Требования:
1. Как называется синдикат, который упоминается в тексте об общественной группе?
2. Перепечатайте отрывок из текста об общественной группе. Начните со слов «Общественная группа существовала» и остановитесь после слов «уже не существовала.».

Исходный текст:

С уверенностью могу сказать, что члены Президиума Г.М. Коган и П.П. Коренев там не были. Присутствовали люди, мне совершенно неизвестные и не принадлежащие к адвокатской среде. Разговор в течение всего вечера вращался исключительно около процесса Пашки-Цыгана и его личности.
Н.К. Муравьев вышел из общественной группы еще до ее роспуска. Знакомством и близостью с ним, а также с П.Н. Малянтовичем я могу только гордиться, как знакомством с лучшими представителями старой политической защиты, но, к сожалению, это знакомство не было особенно близким, так как я сам не москвич и до своего приезда сюда с ними никогда не встречался.
Общественная группа существовала всегда вполне легально, была признана Московским Советом, с ней считались представители Советской власти и партии (согласовывались кандидатуры членов Президиума от этой группы). Поэтому я бы не стал ни скрывать, ни умалять своей близости к общественной группе. Но если я с ней не соприкасался и не принимал участия в ее работе, то это объясняется тем, что до 1928 г. вел большую работу в синдикате «Уралмет» и от коллегии защитников стоял сравнительно далеко, а в 1928 году, когда я стал заниматься исключительно адвокатурой, общественная группа уже не существовала.

Фрагменты данных с указанием точек:
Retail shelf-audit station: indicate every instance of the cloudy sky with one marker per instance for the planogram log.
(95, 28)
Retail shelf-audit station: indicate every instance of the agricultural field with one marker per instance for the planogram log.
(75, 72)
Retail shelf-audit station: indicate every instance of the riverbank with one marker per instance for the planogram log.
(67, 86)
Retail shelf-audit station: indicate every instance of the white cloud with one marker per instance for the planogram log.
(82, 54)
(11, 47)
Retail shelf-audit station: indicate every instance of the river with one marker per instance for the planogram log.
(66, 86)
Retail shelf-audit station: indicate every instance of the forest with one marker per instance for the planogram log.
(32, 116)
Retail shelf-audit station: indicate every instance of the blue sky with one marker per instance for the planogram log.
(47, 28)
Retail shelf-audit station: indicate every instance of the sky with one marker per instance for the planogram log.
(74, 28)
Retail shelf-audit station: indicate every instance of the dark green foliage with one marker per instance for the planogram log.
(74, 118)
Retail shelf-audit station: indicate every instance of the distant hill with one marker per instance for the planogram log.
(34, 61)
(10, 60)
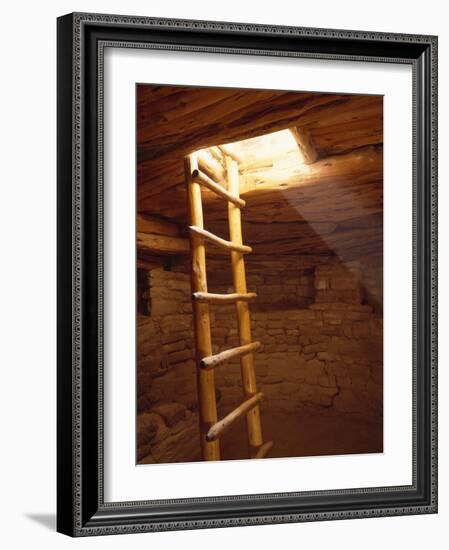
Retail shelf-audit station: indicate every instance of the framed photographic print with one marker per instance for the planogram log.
(246, 274)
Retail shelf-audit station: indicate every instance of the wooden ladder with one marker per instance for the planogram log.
(211, 429)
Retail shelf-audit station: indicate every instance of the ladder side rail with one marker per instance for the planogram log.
(205, 378)
(254, 428)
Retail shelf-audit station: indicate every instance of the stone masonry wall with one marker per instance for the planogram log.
(320, 345)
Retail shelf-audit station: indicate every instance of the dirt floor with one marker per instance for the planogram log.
(308, 433)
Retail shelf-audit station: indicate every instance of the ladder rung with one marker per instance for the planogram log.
(206, 181)
(264, 450)
(223, 298)
(220, 427)
(213, 361)
(219, 241)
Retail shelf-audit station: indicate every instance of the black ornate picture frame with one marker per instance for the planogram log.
(81, 509)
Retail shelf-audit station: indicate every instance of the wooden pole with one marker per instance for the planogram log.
(223, 298)
(215, 239)
(253, 423)
(205, 378)
(228, 354)
(204, 180)
(222, 426)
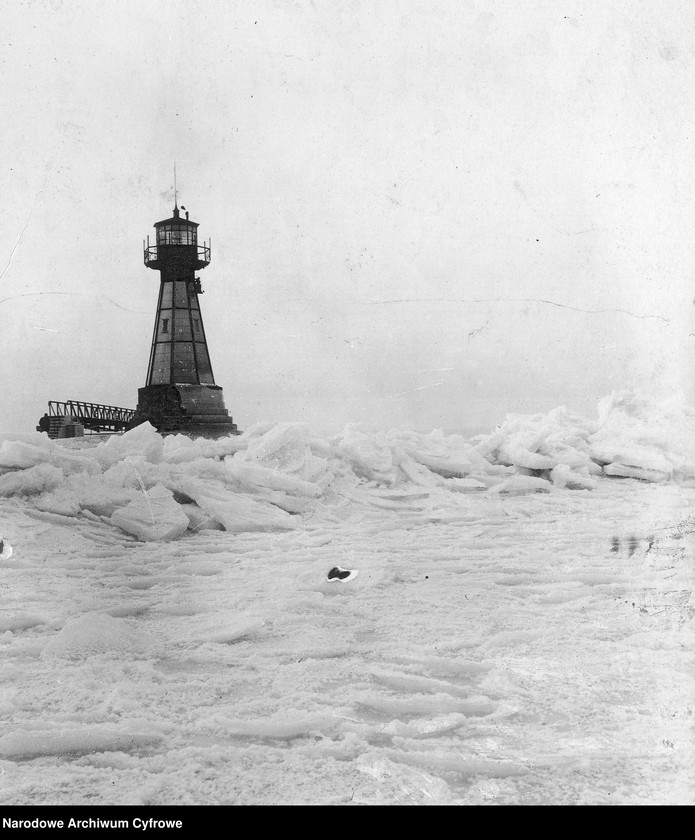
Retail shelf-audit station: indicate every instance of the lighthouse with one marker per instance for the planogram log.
(180, 394)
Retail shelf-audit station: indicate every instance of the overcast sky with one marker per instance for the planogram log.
(423, 214)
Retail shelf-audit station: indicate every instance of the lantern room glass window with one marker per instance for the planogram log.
(176, 234)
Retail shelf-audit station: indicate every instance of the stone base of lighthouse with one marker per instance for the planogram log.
(194, 410)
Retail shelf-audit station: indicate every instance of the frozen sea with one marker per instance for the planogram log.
(514, 634)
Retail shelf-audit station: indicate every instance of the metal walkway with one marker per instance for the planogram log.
(92, 416)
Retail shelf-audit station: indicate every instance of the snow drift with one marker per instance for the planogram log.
(273, 477)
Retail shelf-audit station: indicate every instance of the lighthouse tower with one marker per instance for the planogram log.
(180, 394)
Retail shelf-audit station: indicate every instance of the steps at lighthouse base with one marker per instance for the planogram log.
(196, 410)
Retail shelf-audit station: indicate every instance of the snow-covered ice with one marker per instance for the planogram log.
(520, 628)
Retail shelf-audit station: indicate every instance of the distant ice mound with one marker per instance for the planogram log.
(275, 476)
(643, 439)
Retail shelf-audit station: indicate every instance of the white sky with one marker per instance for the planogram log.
(392, 190)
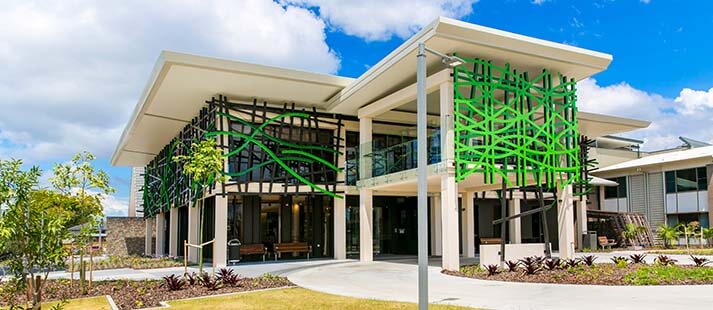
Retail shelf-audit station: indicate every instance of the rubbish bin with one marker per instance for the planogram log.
(233, 251)
(590, 240)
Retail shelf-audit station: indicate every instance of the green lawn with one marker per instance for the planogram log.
(293, 298)
(98, 303)
(692, 251)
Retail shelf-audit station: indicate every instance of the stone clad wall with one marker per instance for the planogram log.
(125, 235)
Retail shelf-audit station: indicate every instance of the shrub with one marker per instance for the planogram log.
(700, 261)
(531, 265)
(191, 278)
(552, 264)
(619, 259)
(572, 262)
(589, 260)
(491, 269)
(173, 282)
(228, 277)
(664, 260)
(512, 265)
(638, 258)
(209, 282)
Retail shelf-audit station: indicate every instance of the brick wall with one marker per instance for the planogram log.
(125, 235)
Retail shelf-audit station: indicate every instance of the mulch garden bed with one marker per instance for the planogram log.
(128, 294)
(600, 274)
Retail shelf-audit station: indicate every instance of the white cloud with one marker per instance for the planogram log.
(376, 20)
(71, 71)
(684, 115)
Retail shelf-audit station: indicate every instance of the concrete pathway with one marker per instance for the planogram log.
(398, 281)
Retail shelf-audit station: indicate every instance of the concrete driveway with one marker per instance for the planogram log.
(394, 280)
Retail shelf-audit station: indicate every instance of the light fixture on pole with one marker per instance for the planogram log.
(422, 164)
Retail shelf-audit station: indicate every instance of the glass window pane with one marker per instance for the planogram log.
(686, 180)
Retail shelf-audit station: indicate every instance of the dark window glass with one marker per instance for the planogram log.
(670, 182)
(686, 180)
(702, 179)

Список решений:
1. «Уралмет».

2.
Общественная группа существовала всегда вполне легально, была признана Московским Советом, с ней считались представители Советской власти и партии (согласовывались кандидатуры членов Президиума от этой группы). Поэтому я бы не стал ни скрывать, ни умалять своей близости к общественной группе. Но если я с ней не соприкасался и не принимал участия в ее работе, то это объясняется тем, что до 1928 г. вел большую работу в синдикате «Уралмет» и от коллегии защитников стоял сравнительно далеко, а в 1928 году, когда я стал заниматься исключительно адвокатурой, общественная группа уже не существовала.